## Travail demandé:
Veuillez transcrire fidèlement, dans l'extrait sur Marie-Antoinette Papen, le passage allant de « C'est là qu'elle » jusqu'à « Canada en 1947. ».

## Extrait choisi:

_ _ _ _ _ _ _

Marie-Antoinette Papen
Marie-Antoinette Papen (Archives de la Saskatchewan)
Bien peu de femmes ont été mêlées de près aux travaux, aux luttes et aux campagnes de financement menant à la création des postes de radio française dans l'Ouest et en Saskatchewan, car la société de ce temps-là leur réservait un rôle plus effacé qu'aujourd'hui. Néanmoins, quelques-unes ont poussé à la roue et apporté une contribution marquante sinon déterminante. Marie Antoinette Papen a ainsi laissé une empreinte profonde sur l'histoire du poste de radio C.F.N.S. de Saskatoon.
Marie-Antoinette de Margerie naît à Sainte-Anne des Chênes au Manitoba, le 9 juin 1907, benjamine de la famille de Eugène de Margerie et de Bellona Généreux. Son père, ancien critique littéraire et professeur de littérature à l'université de Lille, était venu dans l'Ouest canadien une vingtaine d'années auparavant afin de se refaire une santé. Il meurt toutefois au début de 1908, alors que Marie-Antoinette n'a pas encore un an. L'aîné de la famille, Antonio, âgé d'à peine une douzaine d'années, le remplace du mieux qu'il le peut; sa petite soeur lui vouera toujours une profonde affection et une indéfectible admiration. La jeune fille poursuit ses études à Sainte-Anne des Chênes et dans d'autres villages, au hasard des emplois qu'occupe sa mère pour assurer la subsistance de la famille. Elle fréquente ensuite l'École normale de Brandon, dans le but d'obtenir un brevet d'enseignement, suivant ainsi l'exemple de son grand frère. Elle lui succède d'ailleurs à l'école du village de Hoey, en Saskatchewan, alors que celui-ci devient chef du secrétariat de l'Association Catholique Franco-Canadienne de la Saskatchewan en 1929.

C'est là qu'elle fait la connaissance d'un jeune fermier d'origine belge, Charles Papen. Elle l'épouse à la Noël de 1934. Mais à cause des difficultés financières qui frappent la ferme familiale, le jeune couple prend le parti de s'installer en Belgique en 1937 avec le premier-né, Jean. Les nuages de la guerre commencent déjà à s'amonceler à l'horizon et le début des hostilités empêche les Papen de reprendre le chemin du Canada. Charles en profite pour compléter des études en comptabilité et gestion d'affaires. La famille, qui compte maintenant trois enfants, revient au Canada en 1947.

_ _ _ _ _ _ _

## Données extraites:
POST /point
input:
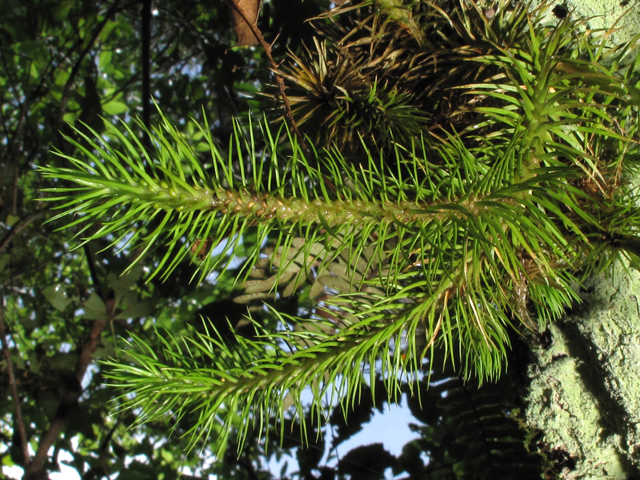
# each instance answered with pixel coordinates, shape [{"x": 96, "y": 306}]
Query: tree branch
[
  {"x": 76, "y": 67},
  {"x": 14, "y": 388},
  {"x": 32, "y": 472},
  {"x": 21, "y": 225},
  {"x": 146, "y": 69},
  {"x": 267, "y": 48}
]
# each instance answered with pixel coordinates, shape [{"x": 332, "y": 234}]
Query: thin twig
[
  {"x": 14, "y": 388},
  {"x": 90, "y": 346},
  {"x": 76, "y": 67},
  {"x": 146, "y": 70},
  {"x": 274, "y": 67}
]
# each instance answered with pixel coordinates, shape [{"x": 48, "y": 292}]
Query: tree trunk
[{"x": 585, "y": 387}]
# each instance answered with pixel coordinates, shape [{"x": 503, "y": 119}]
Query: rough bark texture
[{"x": 585, "y": 388}]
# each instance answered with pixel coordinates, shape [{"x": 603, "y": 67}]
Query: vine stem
[{"x": 274, "y": 67}]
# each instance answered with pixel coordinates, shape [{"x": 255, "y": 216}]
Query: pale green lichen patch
[{"x": 585, "y": 389}]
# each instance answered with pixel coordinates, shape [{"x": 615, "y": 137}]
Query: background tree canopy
[{"x": 425, "y": 199}]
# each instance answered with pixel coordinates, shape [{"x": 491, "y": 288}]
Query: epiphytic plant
[{"x": 407, "y": 243}]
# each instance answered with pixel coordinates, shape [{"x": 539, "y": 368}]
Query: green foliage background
[{"x": 465, "y": 167}]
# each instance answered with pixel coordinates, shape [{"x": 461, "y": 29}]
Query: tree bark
[{"x": 585, "y": 387}]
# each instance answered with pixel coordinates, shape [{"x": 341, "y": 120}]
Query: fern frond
[{"x": 442, "y": 242}]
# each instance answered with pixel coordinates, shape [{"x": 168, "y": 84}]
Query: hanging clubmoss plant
[{"x": 465, "y": 166}]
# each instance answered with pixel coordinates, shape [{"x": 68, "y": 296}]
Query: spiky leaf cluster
[{"x": 444, "y": 241}]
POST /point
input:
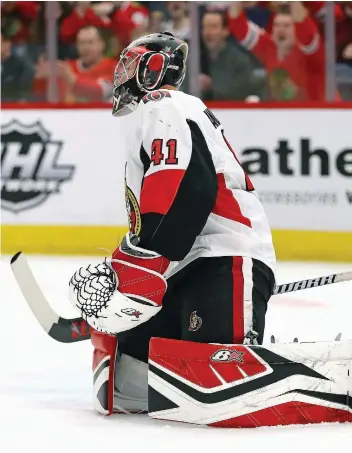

_ _ _ _ _ _ _

## Réponse rédigée:
C'est là qu'elle fait la connaissance d'un jeune fermier d'origine belge, Charles Papen. Elle l'épouse à la Noël de 1934. Mais à cause des difficultés financières qui frappent la ferme familiale, le jeune couple prend le parti de s'installer en Belgique en 1937 avec le premier-né, Jean. Les nuages de la guerre commencent déjà à s'amonceler à l'horizon et le début des hostilités empêche les Papen de reprendre le chemin du Canada. Charles en profite pour compléter des études en comptabilité et gestion d'affaires. La famille, qui compte maintenant trois enfants, revient au Canada en 1947.